§ **SOURCE MATERIAL**:
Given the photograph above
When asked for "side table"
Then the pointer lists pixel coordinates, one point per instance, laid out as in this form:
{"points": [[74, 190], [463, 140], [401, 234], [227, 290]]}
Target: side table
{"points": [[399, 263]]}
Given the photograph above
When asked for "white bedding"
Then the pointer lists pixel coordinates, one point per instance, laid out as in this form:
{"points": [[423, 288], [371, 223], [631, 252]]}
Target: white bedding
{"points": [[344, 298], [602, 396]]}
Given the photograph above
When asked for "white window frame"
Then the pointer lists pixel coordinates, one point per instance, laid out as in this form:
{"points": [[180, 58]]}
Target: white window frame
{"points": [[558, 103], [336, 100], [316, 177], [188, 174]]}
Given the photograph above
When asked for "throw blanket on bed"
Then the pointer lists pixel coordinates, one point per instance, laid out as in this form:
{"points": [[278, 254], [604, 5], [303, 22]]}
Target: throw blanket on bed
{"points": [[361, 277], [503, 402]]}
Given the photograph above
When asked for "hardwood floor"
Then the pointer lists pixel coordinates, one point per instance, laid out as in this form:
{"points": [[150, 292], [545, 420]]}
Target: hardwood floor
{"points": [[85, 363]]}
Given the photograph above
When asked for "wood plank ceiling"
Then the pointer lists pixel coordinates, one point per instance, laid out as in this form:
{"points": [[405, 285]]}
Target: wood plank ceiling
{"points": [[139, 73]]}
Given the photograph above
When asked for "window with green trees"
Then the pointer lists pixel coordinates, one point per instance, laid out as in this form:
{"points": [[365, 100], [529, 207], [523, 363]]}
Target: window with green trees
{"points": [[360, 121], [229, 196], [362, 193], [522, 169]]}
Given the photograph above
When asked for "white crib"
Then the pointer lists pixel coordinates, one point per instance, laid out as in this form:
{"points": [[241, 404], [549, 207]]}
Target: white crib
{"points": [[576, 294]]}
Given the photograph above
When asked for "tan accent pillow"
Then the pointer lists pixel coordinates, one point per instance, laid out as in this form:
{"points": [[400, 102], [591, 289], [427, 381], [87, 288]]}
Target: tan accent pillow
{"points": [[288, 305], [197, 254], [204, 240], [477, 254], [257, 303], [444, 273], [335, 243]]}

§ **REQUIRED ACTION**:
Only an exact transcription of all the entries will do.

§ **WRITTEN RESPONSE**:
Given the photograph above
When asked for "side table"
Then the pointer lists pixel coordinates, one point per instance, laid out as in this form:
{"points": [[74, 190], [463, 140], [401, 234], [227, 290]]}
Target: side table
{"points": [[399, 263]]}
Given the photograph above
When asked for "white bedding"
Then the pointer lists pixel coordinates, one point per instance, laid out as in this form:
{"points": [[423, 288], [371, 223], [631, 252]]}
Target: white bedding
{"points": [[344, 298], [602, 396]]}
Given the photograph above
When asked for "white window frame"
Then the pointer lists pixel coordinates, one point per instance, laid out as in this form:
{"points": [[180, 58]]}
Target: white window frame
{"points": [[558, 103], [336, 100], [316, 177], [188, 174]]}
Given the photograph above
When asked for "throw blanket on bed"
Then the pointer lists pixel coordinates, one point per instance, laid out as in this form:
{"points": [[278, 254], [604, 5], [303, 22]]}
Target: throw blanket on bed
{"points": [[361, 277], [503, 402]]}
Given the photograph above
When asked for "hardwood floor"
Then the pointer lists pixel coordinates, one point per instance, laid out as in this form:
{"points": [[150, 292], [545, 420]]}
Target: hardwood floor
{"points": [[85, 363]]}
Given the photograph above
When asked for "wood plank ceiling"
Then the pointer lists pixel coordinates, one point per instance, laid out as in this form:
{"points": [[405, 285]]}
Target: wood plank ceiling
{"points": [[139, 73]]}
Given the photograph above
When asked for "window with green trees"
Then the pointer lists pixel coordinates, one point per instance, laid out as in this form:
{"points": [[365, 100], [529, 207], [523, 363]]}
Target: window with green trees
{"points": [[360, 121], [229, 196], [362, 193], [522, 169]]}
Given the photograph above
When asked for "white crib"
Then the pointer lists pixel coordinates, one point per instance, laid out as in this form:
{"points": [[241, 404], [549, 207]]}
Target: white crib
{"points": [[576, 294]]}
Given the photograph above
When asked for "tan accent pillow"
Then the pointer lists pixel coordinates, one point per instance, laid out as in this form:
{"points": [[400, 102], [591, 289], [427, 381], [87, 288]]}
Target: tan accent pillow
{"points": [[288, 305], [197, 254], [204, 240], [477, 254], [257, 303], [444, 273], [335, 243]]}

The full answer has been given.